* _Reading passage_
┌────────

On Fri, Aug 26, 2022 at 02:40:58AM +0000, Elliott, Robert (Servers) wrote:
>
> Suggestion: please revert the sha512-x86 patch for a while.

This problem would have existed anyway if the module was built
into the kernel.

> Do these functions need to break up their processing into smaller chunks
> (e.g., a few Megabytes), calling kernel_fpu_end() periodically to
> allow the scheduler to take over the CPUs if needed? If so, what
> chunk size would be appropriate?

Yes these should be limited to 4K each. It appears that all the
sha* helpers in arch/x86/crypto have the same problem.

Cheers,
--
Email: Herbert Xu <[email protected]>
Home Page: http://gondor.apana.org.au/~herbert/
PGP Key: http://gondor.apana.org.au/~herbert/pubkey.txt

2022-08-30 18:01:09

by Tim Chen

[permalink] [raw]
Subject: Re: [PATCH] crypto: x86/sha512 - load based on CPU features

On Fri, 2022-08-26 at 10:52 +0800, Herbert Xu wrote:
> On Fri, Aug 26, 2022 at 02:40:58AM +0000, Elliott, Robert (Servers) wrote:
> > Suggestion: please revert the sha512-x86 patch for a while.
>
> This problem would have existed anyway if the module was built
> into the kernel.
>
> > Do these functions need to break up their processing into smaller chunks
> > (e.g., a few Megabytes), calling kernel_fpu_end() periodically to
> > allow the scheduler to take over the CPUs if needed? If so, what
> > chunk size would be appropriate?
>
> Yes these should be limited to 4K each. It appears that all the
> sha* helpers in arch/x86/crypto have the same problem.
>

I think limiting chunk to 4K is reasonable to prevent the CPU from being hogged by
the crypto code for too long.

Tim

└────────

* _Aim of the task_
Name every person the mailing-list thread above identifies as the writer of a message.

* _Extracted material_
┌────────

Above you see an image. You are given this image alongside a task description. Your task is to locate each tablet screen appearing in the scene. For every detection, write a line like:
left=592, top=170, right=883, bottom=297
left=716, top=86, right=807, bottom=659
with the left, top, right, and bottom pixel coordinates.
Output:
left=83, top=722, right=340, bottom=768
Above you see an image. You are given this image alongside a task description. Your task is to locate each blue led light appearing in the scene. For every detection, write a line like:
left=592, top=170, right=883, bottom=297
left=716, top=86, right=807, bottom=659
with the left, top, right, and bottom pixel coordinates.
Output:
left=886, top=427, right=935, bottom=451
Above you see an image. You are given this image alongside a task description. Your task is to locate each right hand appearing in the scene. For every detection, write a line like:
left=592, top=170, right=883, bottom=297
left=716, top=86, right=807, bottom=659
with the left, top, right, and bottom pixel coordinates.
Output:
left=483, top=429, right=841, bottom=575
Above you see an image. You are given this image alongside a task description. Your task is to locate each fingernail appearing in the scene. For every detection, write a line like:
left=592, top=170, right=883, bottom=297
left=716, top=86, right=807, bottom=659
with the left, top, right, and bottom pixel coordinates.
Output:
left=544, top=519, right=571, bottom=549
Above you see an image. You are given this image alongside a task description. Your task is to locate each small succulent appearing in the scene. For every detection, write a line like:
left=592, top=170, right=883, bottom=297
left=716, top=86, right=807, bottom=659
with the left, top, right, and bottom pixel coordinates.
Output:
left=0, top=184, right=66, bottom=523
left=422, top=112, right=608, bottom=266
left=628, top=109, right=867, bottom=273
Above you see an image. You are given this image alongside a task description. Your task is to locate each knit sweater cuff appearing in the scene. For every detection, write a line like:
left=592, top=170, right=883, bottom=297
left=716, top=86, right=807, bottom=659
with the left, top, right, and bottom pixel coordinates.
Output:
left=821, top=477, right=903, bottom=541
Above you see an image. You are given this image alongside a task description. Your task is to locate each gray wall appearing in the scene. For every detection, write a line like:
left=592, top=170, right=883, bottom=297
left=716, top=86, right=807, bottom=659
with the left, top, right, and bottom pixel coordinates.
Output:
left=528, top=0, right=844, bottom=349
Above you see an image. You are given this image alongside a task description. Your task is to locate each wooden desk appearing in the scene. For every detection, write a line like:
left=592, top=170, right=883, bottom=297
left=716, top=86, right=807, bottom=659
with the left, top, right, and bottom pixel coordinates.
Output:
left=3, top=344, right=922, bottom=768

└────────

* _Answer to the problem_
Elliott, Robert (Servers); Herbert Xu; Tim Chen